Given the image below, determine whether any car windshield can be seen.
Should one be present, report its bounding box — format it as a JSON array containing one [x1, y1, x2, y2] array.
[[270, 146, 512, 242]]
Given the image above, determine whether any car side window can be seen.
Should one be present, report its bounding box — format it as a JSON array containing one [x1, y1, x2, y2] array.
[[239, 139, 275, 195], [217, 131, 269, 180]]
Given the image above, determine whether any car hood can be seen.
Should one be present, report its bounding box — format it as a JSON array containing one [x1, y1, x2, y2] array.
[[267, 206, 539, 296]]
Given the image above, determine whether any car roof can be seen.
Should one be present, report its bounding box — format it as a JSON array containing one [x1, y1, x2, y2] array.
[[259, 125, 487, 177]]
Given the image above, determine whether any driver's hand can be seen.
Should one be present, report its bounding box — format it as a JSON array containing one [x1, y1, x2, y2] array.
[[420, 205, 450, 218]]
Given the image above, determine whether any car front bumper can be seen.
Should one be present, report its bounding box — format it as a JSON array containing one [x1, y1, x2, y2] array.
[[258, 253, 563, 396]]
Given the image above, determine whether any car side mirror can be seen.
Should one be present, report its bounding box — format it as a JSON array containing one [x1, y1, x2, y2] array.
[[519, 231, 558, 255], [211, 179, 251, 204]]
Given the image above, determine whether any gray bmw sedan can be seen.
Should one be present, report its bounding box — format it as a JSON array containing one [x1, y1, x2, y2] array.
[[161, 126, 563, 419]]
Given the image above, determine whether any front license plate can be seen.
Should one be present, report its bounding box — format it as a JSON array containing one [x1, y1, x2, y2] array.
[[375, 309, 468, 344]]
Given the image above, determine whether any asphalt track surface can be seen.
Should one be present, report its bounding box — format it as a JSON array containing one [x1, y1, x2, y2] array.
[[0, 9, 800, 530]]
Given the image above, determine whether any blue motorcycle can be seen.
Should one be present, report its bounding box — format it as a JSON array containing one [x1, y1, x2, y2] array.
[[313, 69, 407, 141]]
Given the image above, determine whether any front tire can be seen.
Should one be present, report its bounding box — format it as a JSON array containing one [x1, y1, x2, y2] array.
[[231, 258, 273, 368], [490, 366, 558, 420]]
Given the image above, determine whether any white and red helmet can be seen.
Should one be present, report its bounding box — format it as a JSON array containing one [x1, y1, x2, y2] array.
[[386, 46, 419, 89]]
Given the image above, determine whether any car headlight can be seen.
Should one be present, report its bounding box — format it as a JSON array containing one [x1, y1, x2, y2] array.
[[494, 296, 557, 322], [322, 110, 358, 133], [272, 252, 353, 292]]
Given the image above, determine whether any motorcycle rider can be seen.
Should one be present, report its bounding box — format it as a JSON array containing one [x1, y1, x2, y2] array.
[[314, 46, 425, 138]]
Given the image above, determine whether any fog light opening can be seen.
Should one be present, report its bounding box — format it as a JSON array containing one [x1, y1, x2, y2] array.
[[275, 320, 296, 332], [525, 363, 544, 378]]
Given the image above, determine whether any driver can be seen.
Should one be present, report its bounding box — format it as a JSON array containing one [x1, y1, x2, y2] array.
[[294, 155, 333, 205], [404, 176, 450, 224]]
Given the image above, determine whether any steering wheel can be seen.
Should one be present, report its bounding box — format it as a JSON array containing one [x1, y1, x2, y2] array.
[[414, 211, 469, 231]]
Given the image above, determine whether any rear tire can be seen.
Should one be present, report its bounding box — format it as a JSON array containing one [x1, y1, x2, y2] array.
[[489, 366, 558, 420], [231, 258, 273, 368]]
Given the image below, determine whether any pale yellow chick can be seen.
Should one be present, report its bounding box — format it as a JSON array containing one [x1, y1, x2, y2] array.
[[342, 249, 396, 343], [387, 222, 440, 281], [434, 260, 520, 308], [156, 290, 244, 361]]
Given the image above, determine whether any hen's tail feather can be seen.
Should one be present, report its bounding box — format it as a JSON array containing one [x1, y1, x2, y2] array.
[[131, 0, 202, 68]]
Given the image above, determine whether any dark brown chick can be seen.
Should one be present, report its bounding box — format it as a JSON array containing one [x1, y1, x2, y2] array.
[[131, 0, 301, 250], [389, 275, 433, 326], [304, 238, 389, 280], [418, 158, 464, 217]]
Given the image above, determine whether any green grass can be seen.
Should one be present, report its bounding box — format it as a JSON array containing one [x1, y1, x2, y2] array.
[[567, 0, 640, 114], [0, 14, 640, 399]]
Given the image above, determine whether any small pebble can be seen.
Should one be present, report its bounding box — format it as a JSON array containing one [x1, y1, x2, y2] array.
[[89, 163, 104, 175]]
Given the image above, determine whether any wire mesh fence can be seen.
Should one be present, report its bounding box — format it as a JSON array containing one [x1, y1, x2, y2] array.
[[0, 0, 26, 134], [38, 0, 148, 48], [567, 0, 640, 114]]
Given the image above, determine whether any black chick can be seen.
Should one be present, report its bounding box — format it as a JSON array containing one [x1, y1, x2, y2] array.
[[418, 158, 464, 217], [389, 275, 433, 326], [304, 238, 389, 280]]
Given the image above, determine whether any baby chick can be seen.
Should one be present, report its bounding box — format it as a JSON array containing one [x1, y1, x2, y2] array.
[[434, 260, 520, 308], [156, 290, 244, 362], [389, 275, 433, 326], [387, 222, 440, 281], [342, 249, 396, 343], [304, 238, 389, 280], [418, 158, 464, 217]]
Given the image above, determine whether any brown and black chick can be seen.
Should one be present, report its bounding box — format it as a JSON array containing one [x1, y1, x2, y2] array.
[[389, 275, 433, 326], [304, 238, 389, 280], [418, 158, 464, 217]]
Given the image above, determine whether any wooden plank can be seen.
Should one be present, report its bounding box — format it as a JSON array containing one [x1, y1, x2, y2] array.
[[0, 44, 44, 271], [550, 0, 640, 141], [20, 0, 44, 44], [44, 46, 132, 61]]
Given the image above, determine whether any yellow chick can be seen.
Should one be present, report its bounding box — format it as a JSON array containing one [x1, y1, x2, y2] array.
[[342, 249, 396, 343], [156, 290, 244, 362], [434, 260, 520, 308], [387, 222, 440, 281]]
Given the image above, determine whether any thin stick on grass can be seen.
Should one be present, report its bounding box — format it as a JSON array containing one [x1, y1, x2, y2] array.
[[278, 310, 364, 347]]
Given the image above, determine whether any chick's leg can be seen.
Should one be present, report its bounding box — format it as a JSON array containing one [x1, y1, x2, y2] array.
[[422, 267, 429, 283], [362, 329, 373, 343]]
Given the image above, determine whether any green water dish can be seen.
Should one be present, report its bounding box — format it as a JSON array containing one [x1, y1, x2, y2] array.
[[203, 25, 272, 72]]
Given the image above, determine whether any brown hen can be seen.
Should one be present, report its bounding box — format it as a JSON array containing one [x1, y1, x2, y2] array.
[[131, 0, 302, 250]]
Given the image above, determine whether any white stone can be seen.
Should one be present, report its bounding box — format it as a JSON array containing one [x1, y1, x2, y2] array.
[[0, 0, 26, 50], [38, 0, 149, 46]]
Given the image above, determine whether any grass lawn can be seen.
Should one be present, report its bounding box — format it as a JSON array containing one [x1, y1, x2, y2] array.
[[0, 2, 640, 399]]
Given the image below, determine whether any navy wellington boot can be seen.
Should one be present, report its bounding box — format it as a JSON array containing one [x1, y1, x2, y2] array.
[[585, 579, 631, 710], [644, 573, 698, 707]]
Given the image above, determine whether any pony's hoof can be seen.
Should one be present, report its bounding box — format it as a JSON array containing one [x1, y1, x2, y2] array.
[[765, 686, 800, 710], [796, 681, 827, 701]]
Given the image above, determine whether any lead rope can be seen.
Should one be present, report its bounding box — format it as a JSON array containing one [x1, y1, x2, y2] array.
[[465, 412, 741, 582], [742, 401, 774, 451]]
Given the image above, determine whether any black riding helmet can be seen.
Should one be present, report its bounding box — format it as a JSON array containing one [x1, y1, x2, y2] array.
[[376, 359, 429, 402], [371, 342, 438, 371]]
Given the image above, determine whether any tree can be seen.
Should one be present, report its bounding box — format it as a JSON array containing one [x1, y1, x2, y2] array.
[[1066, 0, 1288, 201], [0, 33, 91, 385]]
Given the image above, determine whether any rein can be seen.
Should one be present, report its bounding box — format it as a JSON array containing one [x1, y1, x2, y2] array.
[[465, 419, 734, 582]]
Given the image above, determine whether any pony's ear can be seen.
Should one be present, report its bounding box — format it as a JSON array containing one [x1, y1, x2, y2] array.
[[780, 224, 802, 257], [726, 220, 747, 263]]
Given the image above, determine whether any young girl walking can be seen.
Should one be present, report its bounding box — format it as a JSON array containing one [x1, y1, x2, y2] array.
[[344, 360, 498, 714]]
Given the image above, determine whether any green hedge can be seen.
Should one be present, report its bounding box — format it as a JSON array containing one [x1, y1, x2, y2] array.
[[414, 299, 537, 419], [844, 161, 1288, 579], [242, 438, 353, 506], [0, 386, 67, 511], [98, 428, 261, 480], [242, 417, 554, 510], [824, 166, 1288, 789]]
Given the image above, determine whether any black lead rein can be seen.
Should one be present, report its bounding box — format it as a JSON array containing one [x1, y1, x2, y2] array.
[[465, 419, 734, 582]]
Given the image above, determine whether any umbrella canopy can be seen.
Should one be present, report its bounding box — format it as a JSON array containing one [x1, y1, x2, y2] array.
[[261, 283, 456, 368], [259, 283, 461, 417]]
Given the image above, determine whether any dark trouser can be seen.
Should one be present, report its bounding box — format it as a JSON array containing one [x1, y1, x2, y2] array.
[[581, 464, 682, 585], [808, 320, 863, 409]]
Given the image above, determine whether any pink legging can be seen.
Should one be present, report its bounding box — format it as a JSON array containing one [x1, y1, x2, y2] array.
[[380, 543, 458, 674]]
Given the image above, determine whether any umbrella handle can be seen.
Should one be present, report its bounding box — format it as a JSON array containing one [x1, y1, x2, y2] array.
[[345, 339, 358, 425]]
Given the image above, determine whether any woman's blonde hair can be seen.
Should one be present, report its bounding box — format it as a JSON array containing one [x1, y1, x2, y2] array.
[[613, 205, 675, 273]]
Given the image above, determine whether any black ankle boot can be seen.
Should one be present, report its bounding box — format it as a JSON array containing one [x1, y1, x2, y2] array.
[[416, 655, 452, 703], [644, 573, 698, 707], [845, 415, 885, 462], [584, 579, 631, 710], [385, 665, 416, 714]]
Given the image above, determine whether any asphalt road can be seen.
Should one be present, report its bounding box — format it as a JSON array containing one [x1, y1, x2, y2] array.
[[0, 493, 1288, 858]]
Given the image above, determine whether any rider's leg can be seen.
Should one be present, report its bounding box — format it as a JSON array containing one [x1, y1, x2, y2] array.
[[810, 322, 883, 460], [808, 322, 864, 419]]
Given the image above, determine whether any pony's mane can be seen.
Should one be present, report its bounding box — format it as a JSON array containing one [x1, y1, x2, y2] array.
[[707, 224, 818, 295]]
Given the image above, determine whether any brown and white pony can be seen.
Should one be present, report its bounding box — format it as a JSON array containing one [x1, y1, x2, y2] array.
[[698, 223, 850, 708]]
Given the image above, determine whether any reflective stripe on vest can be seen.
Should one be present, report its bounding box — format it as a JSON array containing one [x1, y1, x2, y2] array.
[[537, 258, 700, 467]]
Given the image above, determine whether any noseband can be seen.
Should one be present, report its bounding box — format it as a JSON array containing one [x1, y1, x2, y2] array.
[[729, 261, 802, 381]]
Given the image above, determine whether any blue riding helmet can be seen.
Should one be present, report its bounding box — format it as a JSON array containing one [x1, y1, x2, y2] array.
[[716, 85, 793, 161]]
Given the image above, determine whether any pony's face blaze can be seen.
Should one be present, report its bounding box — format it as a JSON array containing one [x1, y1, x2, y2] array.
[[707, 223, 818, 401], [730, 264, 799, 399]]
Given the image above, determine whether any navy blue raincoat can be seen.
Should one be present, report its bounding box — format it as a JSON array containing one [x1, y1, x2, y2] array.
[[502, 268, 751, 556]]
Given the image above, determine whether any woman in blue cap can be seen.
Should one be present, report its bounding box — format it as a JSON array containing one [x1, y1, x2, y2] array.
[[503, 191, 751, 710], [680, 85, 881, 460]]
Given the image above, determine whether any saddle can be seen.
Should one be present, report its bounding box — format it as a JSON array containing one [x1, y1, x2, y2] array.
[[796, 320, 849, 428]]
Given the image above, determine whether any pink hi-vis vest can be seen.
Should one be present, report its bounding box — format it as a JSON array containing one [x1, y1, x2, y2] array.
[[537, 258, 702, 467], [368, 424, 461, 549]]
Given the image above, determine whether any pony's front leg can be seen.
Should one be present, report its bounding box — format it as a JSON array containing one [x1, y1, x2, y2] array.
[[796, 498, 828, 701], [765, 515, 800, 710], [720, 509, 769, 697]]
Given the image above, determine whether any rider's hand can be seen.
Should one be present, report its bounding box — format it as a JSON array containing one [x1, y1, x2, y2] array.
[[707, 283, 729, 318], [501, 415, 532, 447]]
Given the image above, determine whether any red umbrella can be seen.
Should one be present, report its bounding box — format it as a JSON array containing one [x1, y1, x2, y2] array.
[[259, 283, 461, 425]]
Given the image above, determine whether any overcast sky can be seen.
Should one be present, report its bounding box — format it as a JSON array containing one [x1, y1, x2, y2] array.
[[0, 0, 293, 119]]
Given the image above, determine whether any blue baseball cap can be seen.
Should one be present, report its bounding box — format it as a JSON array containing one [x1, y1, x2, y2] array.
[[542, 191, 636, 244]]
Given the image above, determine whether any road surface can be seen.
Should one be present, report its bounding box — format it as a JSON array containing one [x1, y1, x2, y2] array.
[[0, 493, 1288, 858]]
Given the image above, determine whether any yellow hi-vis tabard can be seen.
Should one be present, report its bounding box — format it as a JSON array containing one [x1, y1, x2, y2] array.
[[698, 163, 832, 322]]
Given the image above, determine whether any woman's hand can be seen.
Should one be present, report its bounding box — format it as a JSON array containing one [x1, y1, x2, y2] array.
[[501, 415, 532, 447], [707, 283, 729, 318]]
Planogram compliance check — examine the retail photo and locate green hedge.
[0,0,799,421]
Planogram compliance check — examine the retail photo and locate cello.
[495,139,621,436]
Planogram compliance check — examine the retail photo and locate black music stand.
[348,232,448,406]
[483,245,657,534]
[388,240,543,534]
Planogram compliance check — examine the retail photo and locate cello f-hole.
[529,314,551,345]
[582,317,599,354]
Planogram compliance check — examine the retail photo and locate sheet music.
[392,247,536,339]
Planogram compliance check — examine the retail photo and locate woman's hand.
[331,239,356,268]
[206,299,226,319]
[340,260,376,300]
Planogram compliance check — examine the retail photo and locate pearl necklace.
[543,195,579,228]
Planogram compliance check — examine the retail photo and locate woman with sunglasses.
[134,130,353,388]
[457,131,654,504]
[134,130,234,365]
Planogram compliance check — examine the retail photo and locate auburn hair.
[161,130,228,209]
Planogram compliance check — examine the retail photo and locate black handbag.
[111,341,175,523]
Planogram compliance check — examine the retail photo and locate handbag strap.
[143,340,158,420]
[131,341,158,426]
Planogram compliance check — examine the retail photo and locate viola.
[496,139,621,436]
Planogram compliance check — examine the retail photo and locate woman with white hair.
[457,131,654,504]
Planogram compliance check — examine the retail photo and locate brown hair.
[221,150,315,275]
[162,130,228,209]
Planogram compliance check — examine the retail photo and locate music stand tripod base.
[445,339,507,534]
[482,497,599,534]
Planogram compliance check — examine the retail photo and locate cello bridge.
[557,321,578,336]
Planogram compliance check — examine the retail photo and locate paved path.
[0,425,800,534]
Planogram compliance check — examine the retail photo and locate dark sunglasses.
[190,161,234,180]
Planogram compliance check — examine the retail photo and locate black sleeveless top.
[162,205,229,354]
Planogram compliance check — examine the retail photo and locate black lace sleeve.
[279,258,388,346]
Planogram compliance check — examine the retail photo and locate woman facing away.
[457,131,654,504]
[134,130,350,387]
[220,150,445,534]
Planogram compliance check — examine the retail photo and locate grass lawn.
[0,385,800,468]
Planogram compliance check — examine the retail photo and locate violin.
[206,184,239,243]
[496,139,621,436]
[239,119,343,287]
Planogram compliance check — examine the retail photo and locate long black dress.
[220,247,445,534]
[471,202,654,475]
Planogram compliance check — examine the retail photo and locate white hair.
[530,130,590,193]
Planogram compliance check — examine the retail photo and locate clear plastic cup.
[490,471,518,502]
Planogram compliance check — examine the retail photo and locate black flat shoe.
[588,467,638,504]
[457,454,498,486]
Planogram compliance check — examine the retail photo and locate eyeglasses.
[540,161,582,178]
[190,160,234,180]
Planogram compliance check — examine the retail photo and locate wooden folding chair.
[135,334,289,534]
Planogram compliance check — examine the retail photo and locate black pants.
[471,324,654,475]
= = =
**Problem details**: Rewrite the lines from the line containing "stand tripod base." to the line containing "[135,334,289,534]", swapping "retail photo" for "shelf photo" and leaving everything else as is.

**Result for this exercise**:
Planogram compliance check — examine the shelf photo and locate music stand tripod base.
[445,339,507,534]
[482,497,599,534]
Planogram compliance check — examine the shelf photo and locate cello bridge.
[557,321,578,336]
Planogram compliance check — examine the shelf photo and locate paved path.
[0,425,800,534]
Planogram compliance check — examine the shelf photo and locate dark sunglasses.
[190,161,234,180]
Planogram compliance check — examine the shelf photo and locate black sleeveless top.
[162,205,229,354]
Planogram compliance check — examine the shelf photo and locate black lace sleeve.
[279,258,388,346]
Planogram compliance check — examine the shelf photo and locate woman facing away.
[457,131,654,504]
[134,130,350,387]
[220,150,445,534]
Planogram compliance check — examine the shelf photo and locate grass lawn.
[0,385,800,468]
Planogram compliance check — examine the shelf photo and locate violin.
[206,184,239,243]
[496,139,621,436]
[239,119,343,287]
Planogram compliance check — examine the shelf photo and locate long black dress.
[220,247,445,534]
[471,202,654,475]
Planogram compliance check — examine the shelf photo and locate white hair.
[530,130,590,193]
Planogram compliance check — examine the shelf photo and locate clear plastic cup.
[490,471,518,502]
Planogram compliance check — examine the shelf photo and locate black flat shoe.
[588,467,638,504]
[457,454,498,486]
Planogram compliance check — examine the shelf photo and locate eyeglasses.
[540,161,582,178]
[190,160,234,180]
Planogram compliance check — examine the shelf photo and locate wooden folding chair.
[135,334,289,534]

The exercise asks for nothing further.